Consignes:
a. Dans la page sur le dialogue interreligieux, trouvez les réponses suivantes :
(i) En quelle année est datée la citation du cardinal Lavigerie ?
(ii) Au Burkina Faso, avec qui se fait surtout la rencontre respectueuse et évangélique ?
(iii) À quelles dates a lieu la visite du pape François à Bahreïn ?
b. Pouvez-vous écrire la suite de la page sur le dialogue interreligieux après sa dernière phrase ?

Texte de la page:
■ ■ ■

Dialogue interreligieux

« Lorsque nous travaillons pour les âmes, nous ne pouvons user que de persuasion et d'amour... Nous ne pouvons rien faire tant que nous n'avons pas persuadé les gens autour de nous qu'ils sont aimés... » (Cardinal Lavigerie, 1885)

« Nous croyons qu'en toute religion il y a une secrète présence de Dieu, des semences du Verbe qui reflètent un rayon de sa lumière... » (Chapitre 1967)

« Nous célébrons et partageons cette vie avec Dieu lorsque nous allons à la rencontre des cultures et des religions... nous réjouissant de la foi vivante de ces croyants et les rejoignant dans leur quête de la Vérité, cette Vérité qui nous rend tous libres. » (Chapitre 1998)

Missionnaires, nous sommes appelés à faire les premiers pas pour rencontrer les personnes, qu'elles que soient leurs convictions, leur religion.

Au Burkina Faso, cette réalité se traduit surtout dans la rencontre respectueuse et évangélique avec les adeptes des religions traditionnelles et avec les musulmans.

Dans cette rubrique, nous étudierons divers aspects de ces religions, particulièrement de l'islam.

La visite du Pape François à Bahreïn

 
Manama la capitale ©crédit photo-tous droits réservés
 

La visite du pape François à Bahreïn du 3 au 6 novembre fera de lui le premier pape à visiter la nation de l’archipel du golfe Persique.

■ ■ ■

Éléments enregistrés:
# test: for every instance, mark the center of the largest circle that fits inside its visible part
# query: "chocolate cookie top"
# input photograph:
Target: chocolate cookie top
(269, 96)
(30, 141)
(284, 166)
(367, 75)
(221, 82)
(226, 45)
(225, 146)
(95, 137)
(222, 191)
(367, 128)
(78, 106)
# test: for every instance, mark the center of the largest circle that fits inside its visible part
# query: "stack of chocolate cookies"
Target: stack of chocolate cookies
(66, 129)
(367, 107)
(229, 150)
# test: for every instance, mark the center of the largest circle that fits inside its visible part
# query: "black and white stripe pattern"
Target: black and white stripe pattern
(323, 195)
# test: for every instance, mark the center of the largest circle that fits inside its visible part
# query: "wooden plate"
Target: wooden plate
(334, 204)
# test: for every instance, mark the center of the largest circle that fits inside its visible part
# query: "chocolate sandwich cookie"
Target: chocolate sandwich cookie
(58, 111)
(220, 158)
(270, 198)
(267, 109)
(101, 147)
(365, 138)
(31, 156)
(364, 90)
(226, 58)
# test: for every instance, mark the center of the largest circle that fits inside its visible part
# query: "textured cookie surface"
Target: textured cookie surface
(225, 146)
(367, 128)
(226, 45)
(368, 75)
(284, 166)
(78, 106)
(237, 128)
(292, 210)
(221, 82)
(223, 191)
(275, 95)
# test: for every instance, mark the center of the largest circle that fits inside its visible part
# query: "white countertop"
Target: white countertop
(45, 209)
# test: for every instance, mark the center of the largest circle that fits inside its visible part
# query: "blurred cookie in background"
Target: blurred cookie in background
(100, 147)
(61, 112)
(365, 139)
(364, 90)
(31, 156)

■ ■ ■

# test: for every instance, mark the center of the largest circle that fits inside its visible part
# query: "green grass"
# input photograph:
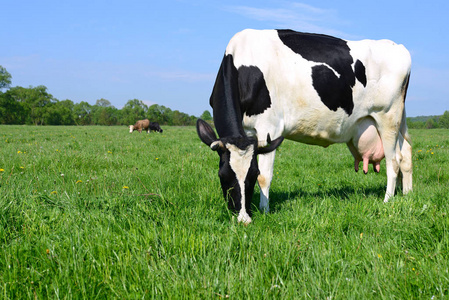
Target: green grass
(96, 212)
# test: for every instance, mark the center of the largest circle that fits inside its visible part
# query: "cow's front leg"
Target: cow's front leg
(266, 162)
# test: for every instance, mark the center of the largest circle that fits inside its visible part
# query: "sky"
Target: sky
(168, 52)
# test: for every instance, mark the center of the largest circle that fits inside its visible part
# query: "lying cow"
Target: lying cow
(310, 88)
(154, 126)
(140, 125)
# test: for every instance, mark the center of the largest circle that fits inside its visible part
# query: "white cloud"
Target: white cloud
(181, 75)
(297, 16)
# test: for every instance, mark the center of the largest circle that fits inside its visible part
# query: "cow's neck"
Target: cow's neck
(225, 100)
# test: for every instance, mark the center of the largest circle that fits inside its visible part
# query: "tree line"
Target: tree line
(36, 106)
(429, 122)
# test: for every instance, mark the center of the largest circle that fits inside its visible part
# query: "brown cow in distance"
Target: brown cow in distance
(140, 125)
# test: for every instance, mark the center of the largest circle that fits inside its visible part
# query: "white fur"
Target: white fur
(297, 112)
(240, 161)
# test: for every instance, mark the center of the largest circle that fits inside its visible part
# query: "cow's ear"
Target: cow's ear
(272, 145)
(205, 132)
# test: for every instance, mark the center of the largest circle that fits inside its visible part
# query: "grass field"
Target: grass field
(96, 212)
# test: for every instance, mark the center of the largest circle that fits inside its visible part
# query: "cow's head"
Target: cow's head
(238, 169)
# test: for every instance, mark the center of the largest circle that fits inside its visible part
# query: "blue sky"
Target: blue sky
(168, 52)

■ ■ ■

Réponses aux consignes:
a.
(i) En 1885.
(ii) Avec les adeptes des religions traditionnelles et avec les musulmans.
(iii) Du 3 au 6 novembre.

b.
L’objectif de la visite sera le Forum de Bahreïn pour le dialogue : l’Est et l’Ouest pour la coexistence humaine à Awali et des rencontres avec les principaux dirigeants musulmans, mais elle comprendra également un rassemblement œcuménique et une prière pour la paix dans la nouvelle cathédrale Notre-Dame d’Arabie. , une messe et des rencontres avec des catholiques dans le pays à majorité musulmane.

 

Bahreïn est une petite nation insulaire – plus petite que Londres – et un allié clé des États-Unis dans le golfe Persique.Le roi du pays a invité le pape François à lui rendre visite, soulignant l’importance accordée au dialogue interreligieux et à la compréhension entre les différentes cultures et civilisations. Le roi a également approuvé le Document sur la fraternité humaine pour la paix mondiale et le vivre ensemble, signé à Abou Dhabi le 4 février 2019 par le pape François et le cheikh Ahmad el-Tayeb, grand imam d’Al-Azhar en Égypte.

Sur plus de 1,5 million d’habitants du pays, les immigrants représentent environ 45 % de la population totale. Environ 74% sont musulmans et 9% sont chrétiens. Des personnes de confession hindoue, bouddhiste et juive font partie des autres communautés présentes.

Les catholiques de Bahreïn viennent principalement des Philippines, de l’Inde et du Sri Lanka. Les Sud-Américains, les Européens et les Arabes de la région du Levant représentent le reste de la population chrétienne de l’île.

Ci-dessous l’agenda diffusé par le Vatican le 6 octobre

. Les heures indiquées sont locales, avec l’heure européenne entre parenthèses.

Jeudi 3 novembre (Rome, Awali)

— 9h30 (4h30) Départ de l’aéroport de Rome Fiumicino.

— 16h45 (9h45) Arrivée à la base aérienne de Sakhir à Awali et accueil officiel.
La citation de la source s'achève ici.